§ Goal of the exercise: A bare count is the expected answer, namely the number of lines in the records that have the word "shirt".

§ Data for analysis:
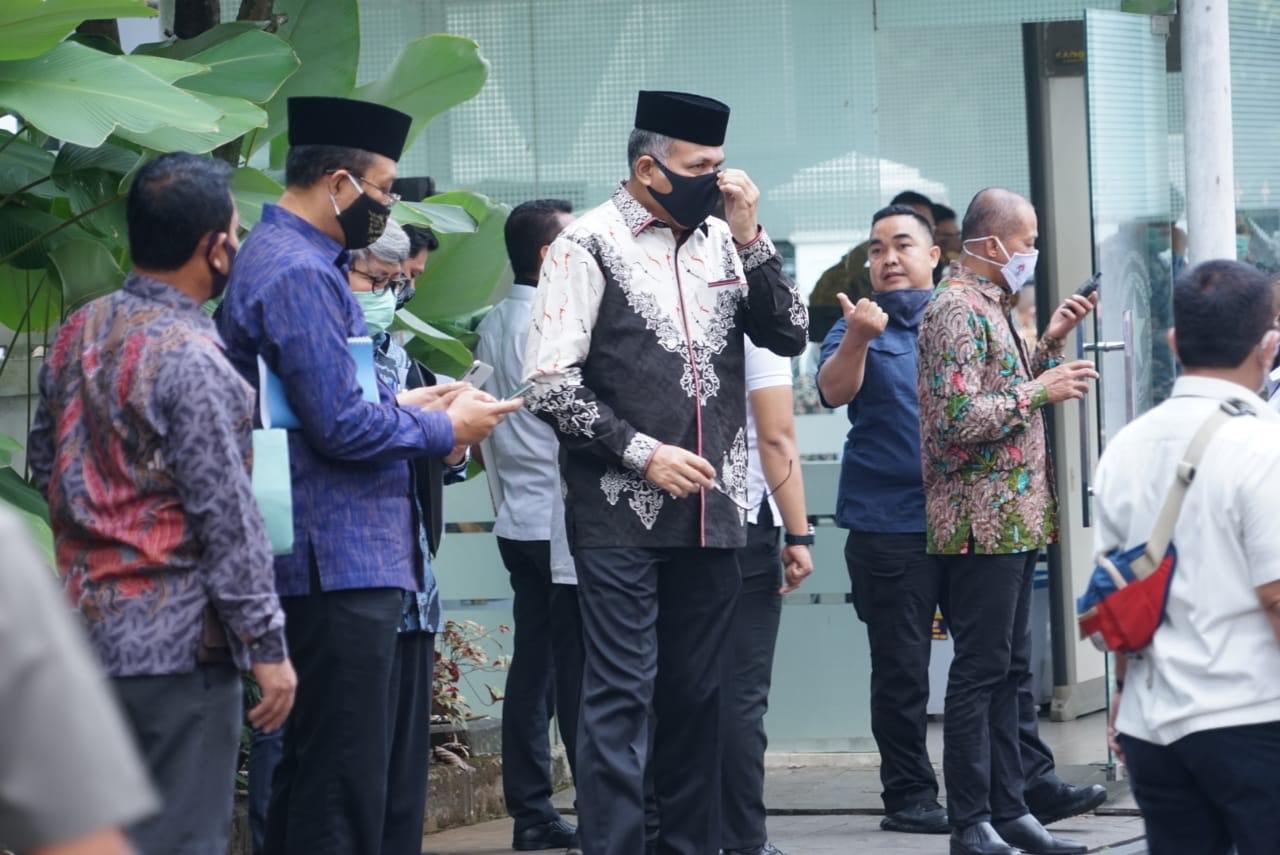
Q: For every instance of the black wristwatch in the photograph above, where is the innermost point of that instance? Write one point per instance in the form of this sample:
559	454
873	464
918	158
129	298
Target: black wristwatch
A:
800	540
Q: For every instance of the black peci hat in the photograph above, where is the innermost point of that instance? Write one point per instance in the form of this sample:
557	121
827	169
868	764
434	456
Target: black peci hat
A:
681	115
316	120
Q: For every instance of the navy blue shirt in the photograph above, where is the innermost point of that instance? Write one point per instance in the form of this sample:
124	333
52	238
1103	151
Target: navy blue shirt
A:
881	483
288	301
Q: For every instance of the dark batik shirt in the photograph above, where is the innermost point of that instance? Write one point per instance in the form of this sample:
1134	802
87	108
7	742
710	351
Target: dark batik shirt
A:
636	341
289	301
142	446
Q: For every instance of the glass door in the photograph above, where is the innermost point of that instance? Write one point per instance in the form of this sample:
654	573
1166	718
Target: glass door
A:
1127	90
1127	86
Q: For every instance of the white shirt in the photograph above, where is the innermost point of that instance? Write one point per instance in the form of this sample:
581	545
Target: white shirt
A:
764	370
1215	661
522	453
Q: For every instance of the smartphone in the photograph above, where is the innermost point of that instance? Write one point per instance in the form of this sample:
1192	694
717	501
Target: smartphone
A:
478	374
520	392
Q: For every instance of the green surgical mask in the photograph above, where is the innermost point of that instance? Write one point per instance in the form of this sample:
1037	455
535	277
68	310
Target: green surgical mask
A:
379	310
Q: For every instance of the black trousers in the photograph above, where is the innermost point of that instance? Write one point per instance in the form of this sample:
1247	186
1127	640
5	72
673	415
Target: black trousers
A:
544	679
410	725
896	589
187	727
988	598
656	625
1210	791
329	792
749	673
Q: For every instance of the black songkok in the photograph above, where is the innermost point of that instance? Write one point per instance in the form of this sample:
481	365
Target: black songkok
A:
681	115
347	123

§ Answer box: 6